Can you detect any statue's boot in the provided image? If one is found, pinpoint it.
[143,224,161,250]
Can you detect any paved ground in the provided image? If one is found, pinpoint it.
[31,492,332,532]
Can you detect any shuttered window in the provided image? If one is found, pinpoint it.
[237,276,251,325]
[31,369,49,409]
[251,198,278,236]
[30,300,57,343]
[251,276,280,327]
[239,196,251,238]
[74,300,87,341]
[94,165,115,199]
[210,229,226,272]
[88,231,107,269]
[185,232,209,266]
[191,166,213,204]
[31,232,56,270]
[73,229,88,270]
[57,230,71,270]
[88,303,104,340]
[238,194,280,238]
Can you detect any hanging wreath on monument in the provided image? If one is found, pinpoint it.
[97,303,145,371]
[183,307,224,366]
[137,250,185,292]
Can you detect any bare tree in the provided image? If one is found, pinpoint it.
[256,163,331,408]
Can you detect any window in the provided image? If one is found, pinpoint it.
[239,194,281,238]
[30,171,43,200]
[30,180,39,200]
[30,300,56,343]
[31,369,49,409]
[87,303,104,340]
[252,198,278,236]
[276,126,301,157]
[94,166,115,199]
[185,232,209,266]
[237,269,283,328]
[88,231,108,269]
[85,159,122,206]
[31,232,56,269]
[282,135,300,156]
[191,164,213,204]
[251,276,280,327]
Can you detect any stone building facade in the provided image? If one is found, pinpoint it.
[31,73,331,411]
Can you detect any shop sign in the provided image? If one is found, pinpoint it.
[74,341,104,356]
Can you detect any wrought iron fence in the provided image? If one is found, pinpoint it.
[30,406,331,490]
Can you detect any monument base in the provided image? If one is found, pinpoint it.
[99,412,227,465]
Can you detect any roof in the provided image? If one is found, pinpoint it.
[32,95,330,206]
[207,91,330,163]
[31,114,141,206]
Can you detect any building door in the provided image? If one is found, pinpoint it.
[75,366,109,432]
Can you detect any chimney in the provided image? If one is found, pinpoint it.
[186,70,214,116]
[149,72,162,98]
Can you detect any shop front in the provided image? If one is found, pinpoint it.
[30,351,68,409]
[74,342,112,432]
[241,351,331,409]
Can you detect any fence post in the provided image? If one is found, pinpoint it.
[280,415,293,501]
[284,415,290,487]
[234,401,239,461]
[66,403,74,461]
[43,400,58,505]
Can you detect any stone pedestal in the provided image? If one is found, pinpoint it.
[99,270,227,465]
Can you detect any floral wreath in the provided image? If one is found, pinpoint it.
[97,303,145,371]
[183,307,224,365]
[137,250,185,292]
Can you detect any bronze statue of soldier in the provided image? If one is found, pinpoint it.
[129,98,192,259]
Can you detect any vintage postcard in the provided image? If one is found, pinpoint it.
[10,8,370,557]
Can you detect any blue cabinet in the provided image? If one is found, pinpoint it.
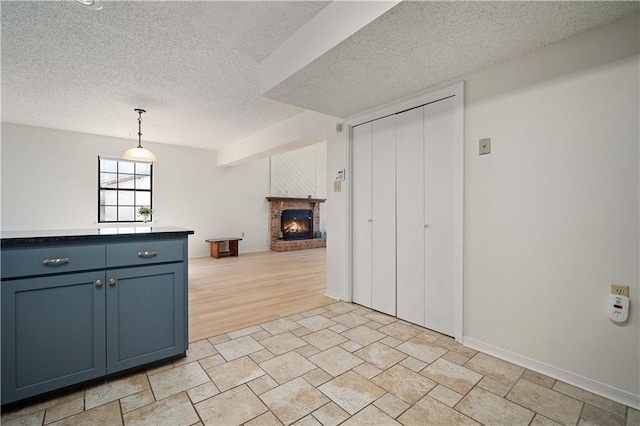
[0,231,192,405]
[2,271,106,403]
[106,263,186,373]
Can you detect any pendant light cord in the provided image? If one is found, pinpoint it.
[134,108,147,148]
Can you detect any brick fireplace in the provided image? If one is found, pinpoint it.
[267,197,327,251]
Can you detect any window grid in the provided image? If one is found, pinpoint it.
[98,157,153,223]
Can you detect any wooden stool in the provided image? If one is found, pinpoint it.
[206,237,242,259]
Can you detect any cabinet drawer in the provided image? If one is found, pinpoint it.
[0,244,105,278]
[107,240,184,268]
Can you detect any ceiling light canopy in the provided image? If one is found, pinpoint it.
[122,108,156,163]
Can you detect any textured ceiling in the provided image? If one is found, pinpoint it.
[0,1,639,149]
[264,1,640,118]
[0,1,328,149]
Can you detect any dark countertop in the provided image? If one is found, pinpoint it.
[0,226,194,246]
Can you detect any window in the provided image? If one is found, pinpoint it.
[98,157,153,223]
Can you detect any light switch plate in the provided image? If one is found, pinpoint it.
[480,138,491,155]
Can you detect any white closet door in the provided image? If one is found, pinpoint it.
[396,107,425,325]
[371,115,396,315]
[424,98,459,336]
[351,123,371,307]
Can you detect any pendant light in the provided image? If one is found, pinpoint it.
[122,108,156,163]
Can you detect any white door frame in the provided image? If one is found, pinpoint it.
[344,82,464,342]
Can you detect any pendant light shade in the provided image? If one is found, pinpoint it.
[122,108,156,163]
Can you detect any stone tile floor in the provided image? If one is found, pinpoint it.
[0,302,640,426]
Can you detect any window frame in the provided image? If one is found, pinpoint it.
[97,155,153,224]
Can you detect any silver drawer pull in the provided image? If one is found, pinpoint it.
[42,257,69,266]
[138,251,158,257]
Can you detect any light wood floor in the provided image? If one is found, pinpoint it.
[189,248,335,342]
# # #
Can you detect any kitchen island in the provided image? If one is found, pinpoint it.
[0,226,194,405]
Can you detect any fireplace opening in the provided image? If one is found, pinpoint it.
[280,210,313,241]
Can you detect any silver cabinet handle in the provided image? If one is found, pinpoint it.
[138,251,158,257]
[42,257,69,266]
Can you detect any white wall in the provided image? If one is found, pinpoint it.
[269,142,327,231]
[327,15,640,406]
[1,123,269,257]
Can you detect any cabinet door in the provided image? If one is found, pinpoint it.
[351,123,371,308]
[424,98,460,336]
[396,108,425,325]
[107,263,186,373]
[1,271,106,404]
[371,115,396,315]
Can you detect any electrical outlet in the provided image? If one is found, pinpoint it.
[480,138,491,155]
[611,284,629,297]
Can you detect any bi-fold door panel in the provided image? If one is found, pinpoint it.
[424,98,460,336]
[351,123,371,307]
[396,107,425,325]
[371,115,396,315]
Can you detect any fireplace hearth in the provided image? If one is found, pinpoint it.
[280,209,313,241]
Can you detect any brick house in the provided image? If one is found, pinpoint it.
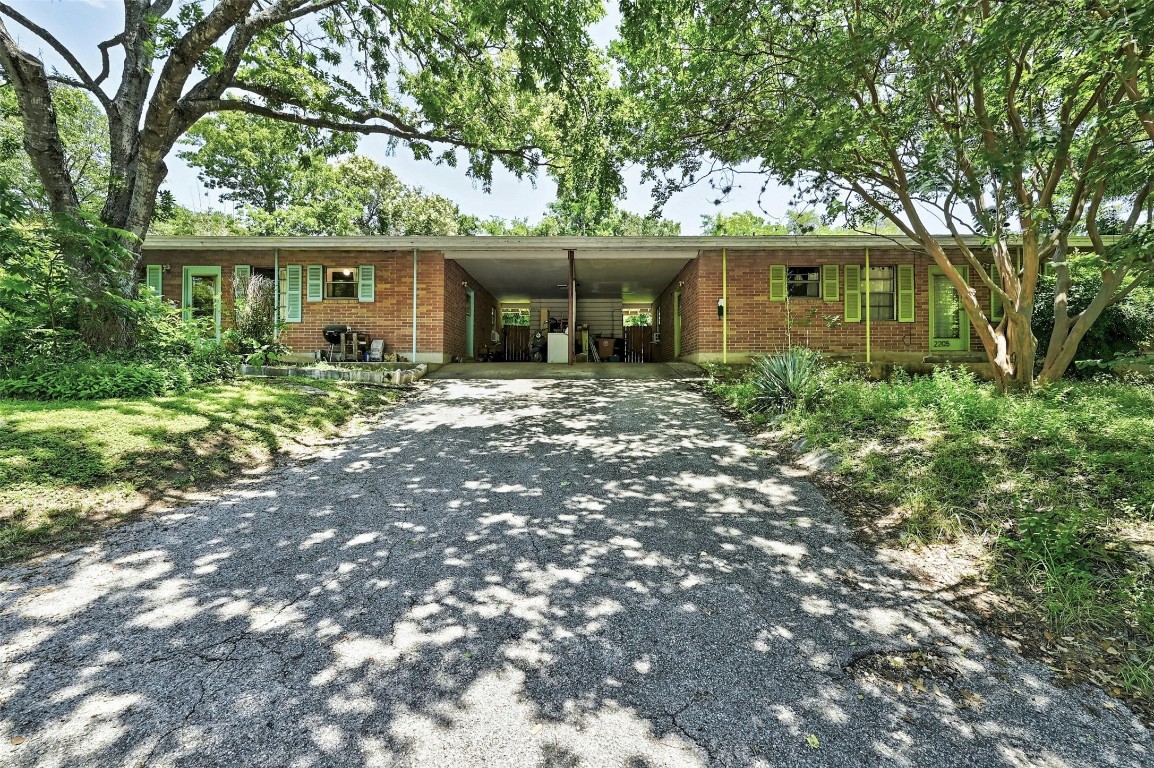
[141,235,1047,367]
# # #
- **Directive**
Reproduce the part of the records above that opens with the line containing "Can you detect any light switch" and closes with the line containing "[189,248,335,342]". Include both of those lines, and keep every line unchanged.

- **Solution for this task**
Can you detect any light switch plate in the provided image? If one is found, pinpoint it.
[480,138,491,155]
Can you detect any white closet door in the provided image? If one is found, pinpoint it.
[396,107,425,325]
[371,115,396,315]
[424,98,459,336]
[351,123,371,307]
Can you detect any pendant light in the provided image? If one is found, pinpoint it.
[122,108,156,163]
Can you detect any white door frame in the provided image? If one is found, pinpoint it.
[344,82,464,342]
Can you detect any pendant light shade in the provided image? If one is found, pinpoint it.
[122,108,156,163]
Can you detect any stone tile floor in the provided image? If one is found, pinpoint it.
[0,302,640,426]
Can you detect any window frame in the provided image? If one is found, pinpoint it.
[97,155,153,224]
Can you detect any silver drawer pull in the provided image? If one is found, pinpoint it.
[42,257,69,266]
[138,251,158,257]
Can you detect any light wood floor in the provided image? If one is found, pinpoint it.
[189,248,335,342]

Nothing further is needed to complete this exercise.